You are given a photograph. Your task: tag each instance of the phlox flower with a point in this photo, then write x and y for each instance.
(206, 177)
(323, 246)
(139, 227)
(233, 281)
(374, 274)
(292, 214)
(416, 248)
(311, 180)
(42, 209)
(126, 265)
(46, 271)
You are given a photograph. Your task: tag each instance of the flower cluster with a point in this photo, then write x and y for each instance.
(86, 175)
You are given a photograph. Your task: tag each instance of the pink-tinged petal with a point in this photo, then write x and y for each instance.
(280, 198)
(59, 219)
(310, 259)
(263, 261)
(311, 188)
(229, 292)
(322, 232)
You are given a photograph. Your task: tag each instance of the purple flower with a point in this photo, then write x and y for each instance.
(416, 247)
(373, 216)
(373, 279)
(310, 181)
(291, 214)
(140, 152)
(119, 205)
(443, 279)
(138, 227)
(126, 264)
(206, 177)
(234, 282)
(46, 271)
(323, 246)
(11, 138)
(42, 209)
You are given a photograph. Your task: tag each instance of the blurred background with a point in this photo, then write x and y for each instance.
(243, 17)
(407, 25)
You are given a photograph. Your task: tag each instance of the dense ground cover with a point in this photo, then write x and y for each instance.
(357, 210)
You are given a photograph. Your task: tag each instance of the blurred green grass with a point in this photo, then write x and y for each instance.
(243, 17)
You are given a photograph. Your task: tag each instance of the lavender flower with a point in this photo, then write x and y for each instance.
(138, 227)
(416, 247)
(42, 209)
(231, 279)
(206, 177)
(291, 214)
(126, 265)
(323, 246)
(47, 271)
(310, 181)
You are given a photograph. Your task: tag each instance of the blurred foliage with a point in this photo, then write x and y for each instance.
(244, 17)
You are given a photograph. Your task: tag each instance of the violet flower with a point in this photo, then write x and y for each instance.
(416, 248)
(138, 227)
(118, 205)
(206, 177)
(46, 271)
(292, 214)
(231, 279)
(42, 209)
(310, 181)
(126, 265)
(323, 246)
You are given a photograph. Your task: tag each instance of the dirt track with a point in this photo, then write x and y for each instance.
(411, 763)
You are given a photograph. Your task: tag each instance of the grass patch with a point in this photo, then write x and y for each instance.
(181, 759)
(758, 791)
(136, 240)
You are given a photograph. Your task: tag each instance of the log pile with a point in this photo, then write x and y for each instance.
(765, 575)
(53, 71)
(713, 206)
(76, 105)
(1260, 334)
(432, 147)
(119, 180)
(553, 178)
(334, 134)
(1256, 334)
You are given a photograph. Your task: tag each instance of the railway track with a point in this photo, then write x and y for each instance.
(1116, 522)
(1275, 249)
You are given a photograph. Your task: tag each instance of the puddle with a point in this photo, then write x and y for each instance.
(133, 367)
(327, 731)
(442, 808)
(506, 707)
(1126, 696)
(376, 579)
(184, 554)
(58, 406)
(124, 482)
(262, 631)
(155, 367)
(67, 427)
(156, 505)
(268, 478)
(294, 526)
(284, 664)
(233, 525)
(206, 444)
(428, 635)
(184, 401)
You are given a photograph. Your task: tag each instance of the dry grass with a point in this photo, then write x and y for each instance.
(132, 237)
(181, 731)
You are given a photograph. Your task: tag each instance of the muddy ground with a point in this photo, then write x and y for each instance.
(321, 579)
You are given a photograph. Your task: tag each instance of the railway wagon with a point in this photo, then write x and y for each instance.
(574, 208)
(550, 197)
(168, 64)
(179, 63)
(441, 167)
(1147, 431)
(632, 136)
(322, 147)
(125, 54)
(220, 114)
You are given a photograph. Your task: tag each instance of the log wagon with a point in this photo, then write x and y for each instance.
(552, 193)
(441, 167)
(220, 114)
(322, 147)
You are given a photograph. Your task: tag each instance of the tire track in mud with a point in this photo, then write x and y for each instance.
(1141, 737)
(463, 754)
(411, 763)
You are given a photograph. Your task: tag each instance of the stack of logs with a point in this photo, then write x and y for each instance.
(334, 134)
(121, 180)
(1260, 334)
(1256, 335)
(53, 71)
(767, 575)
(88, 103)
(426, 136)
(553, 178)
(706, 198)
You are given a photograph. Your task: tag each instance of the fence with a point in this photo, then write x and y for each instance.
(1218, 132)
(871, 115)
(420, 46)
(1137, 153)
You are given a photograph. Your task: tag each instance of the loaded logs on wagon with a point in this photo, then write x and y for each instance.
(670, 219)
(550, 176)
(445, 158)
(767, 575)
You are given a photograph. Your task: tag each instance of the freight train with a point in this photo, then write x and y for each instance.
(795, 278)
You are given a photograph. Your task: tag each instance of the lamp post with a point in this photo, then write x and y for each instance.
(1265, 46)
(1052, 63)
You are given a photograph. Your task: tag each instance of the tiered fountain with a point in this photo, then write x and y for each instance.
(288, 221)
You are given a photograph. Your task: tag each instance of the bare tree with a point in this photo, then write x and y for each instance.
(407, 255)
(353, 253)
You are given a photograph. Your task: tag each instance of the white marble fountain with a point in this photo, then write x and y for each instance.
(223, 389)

- _Aufgabe im Detail_: Gib den Teil der Daten, der mit der Zeile mit „of the bare“ beginnt und mit dem Ende der Daten schließt, einschließlich dieser ersten Zeile vollständig Zeile für Zeile erneut wieder und addiere dabei zu jeder Zahl in den Koordinaten 72.

- _Antwort zur Aufgabe_:
You are given a photograph. Your task: tag each instance of the bare tree with a point in this photo, then write x and y for each instance.
(479, 327)
(425, 325)
You are given a photograph. Your task: tag each instance of the white marble fountain with a point in this photo, then write x and y for each instance.
(295, 461)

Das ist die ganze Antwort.